• **Consegna 1**
Nell'articolo sull'obbligo vaccinale, quale incarico ricopre Francesco Vaia?
• **Consegna 2**
Ricopia dall'articolo sull'obbligo vaccinale il passo che va da "Secondo il medico" fino a "gli over 50.".

Obbligo vaccinale, Vaia: «Non è per punire, ma perché serve»

Il direttore sanitario dello Spallanzani ha parlato di dati che suggeriscono quanto, in questo momento, sia fondamentale sia la terza dose del vaccino

«Dobbiamo evitare di fare una comunicazione sbagliata. Il No-Vaxismo non si combatte spaventando, ma chiarendo». Lo ho ha detto il professor Francesco Vaia, direttore sanitario dello Spallanzani di Roma, da ospite della trasmissione Non stop news in onda su Rtl 102.5

Obbligo vaccinale, Vaia: «C’è una premessa scientifica»

Vaia ha messo in rilievo come le misure non siano una «punizione», ma un «atto scientifico». «È evidente - ha proseguito - che se tu sei vaccinato la sintomatologia non l’avrai, pur essendo contagiato. C’è una premessa scientifica».

Secondo il medico sarebbe questo il ragionamento che andrebbe fatto dinnanzi alla necessità di persuadere chi ancora non si è vaccinato. Intanto, per il quale, negli ultimi giorni è arrivato anche l’obbligo per gli over 50.

«Non è che voglio obbligarti a vaccinarti - ha detto il direttore Sanitario dello Spallanzani - perché sono brutto, sporco e cattivo e quindi ti obbligo. Non è questo il ragionamento, per cui in Italia secondo me non si è spiegato bene».

«Questa sorta di obbligo vaccinale - ha evidenziato - non è per punire le persone, ma perché serve». «Se io - ha proseguito - mi sono vaccinato, se sono a contatto con te, qualora mi dovessi contagiare, non mi ammalo. C’è una premessa scientifica importante».

Vaccinati con terza dose e gli altri, i numeri delle ospedalizzazioni

Il numero dei contagiati sta toccando picchi che non si erano mai visti, anche nei momenti più drammatici della pandemia. Questo, però, non sta fortunatamente corrispondendo ad un livello di crescita tale da rischiare di saturare il sistema sanitario ed essere obbligati, ad esempio, ad interrompere attività economiche e circolazione delle persone per fermare il virus.

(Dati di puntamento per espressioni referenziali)
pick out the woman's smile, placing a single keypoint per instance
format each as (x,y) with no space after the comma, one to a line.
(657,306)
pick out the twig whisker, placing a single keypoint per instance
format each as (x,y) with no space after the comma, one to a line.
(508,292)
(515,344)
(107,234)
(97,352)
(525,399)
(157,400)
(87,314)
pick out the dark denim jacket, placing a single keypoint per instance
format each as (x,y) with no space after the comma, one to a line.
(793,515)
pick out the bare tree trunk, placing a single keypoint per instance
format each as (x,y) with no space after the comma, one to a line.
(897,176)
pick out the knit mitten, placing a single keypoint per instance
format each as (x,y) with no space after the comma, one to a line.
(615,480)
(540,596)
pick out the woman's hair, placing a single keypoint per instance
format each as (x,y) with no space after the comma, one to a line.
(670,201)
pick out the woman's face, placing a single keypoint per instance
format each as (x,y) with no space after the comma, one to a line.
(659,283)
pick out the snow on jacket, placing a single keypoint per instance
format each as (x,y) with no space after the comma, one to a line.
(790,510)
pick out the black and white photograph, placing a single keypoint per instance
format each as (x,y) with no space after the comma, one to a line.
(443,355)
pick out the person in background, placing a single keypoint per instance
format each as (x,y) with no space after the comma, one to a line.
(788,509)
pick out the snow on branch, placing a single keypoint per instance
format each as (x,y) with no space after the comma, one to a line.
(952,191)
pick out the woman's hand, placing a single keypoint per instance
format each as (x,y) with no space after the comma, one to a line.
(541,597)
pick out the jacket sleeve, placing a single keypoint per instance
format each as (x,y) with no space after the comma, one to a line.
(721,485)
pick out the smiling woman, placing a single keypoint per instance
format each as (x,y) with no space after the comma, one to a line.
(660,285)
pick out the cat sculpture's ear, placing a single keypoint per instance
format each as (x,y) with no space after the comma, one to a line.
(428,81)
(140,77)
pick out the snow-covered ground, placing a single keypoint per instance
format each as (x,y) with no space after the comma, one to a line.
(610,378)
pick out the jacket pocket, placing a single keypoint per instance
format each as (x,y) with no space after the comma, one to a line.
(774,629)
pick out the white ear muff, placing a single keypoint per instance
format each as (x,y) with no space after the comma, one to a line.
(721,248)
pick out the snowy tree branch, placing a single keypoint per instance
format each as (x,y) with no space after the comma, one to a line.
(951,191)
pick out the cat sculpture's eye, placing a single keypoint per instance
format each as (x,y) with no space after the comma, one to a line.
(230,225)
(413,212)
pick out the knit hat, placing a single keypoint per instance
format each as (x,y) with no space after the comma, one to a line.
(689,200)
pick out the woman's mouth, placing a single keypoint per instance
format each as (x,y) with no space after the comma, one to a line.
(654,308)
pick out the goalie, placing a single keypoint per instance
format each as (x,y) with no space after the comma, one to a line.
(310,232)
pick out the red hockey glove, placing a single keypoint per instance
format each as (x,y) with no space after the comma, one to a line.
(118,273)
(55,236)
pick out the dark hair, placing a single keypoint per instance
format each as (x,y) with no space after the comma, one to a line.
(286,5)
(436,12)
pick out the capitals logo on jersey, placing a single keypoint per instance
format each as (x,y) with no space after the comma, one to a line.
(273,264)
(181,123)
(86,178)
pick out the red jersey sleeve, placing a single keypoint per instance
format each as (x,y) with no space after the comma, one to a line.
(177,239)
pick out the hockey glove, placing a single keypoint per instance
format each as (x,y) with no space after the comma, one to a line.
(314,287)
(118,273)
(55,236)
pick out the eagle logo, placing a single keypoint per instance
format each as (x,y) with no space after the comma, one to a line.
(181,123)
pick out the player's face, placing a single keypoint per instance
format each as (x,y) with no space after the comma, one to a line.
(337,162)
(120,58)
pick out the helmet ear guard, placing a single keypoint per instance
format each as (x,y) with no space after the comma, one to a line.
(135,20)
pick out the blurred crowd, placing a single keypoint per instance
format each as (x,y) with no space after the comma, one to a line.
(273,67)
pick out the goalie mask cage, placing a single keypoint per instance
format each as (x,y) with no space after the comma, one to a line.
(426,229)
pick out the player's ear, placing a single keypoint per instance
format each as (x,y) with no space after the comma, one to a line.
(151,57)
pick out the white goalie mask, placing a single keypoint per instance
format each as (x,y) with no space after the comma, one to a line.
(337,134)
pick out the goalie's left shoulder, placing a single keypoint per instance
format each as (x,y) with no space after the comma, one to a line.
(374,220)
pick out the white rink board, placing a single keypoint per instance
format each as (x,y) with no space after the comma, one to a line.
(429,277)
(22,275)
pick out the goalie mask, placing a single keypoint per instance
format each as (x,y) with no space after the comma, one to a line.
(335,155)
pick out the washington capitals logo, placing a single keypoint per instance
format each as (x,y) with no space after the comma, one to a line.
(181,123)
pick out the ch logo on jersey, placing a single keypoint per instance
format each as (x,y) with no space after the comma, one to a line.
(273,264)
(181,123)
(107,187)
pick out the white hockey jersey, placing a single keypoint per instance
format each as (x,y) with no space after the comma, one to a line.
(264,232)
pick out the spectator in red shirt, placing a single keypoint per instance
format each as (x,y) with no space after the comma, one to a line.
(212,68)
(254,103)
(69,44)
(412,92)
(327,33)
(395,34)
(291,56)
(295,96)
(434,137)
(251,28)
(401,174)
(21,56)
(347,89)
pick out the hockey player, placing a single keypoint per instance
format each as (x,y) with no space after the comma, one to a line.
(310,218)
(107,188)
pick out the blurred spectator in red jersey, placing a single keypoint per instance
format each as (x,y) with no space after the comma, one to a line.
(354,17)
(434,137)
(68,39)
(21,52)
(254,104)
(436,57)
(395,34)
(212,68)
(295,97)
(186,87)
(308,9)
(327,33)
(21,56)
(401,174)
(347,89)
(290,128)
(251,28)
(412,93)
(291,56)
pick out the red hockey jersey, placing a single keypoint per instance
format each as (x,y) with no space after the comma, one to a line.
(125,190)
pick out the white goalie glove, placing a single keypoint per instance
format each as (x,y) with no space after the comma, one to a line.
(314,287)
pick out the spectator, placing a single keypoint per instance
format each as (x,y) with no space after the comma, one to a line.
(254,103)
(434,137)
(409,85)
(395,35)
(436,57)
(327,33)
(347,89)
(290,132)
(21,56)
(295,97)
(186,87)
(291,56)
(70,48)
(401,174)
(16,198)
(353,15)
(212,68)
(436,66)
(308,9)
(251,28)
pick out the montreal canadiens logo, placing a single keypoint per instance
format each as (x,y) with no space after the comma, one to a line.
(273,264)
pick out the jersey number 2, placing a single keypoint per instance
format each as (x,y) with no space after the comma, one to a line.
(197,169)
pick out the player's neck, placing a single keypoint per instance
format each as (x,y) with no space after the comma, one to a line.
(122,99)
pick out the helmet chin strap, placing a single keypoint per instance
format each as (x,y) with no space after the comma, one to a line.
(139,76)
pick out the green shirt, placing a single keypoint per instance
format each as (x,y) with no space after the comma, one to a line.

• **Soluzione 1**
È direttore sanitario dello Spallanzani di Roma.

• **Soluzione 2**
Secondo il medico sarebbe questo il ragionamento che andrebbe fatto dinnanzi alla necessità di persuadere chi ancora non si è vaccinato. Intanto, per il quale, negli ultimi giorni è arrivato anche l’obbligo per gli over 50.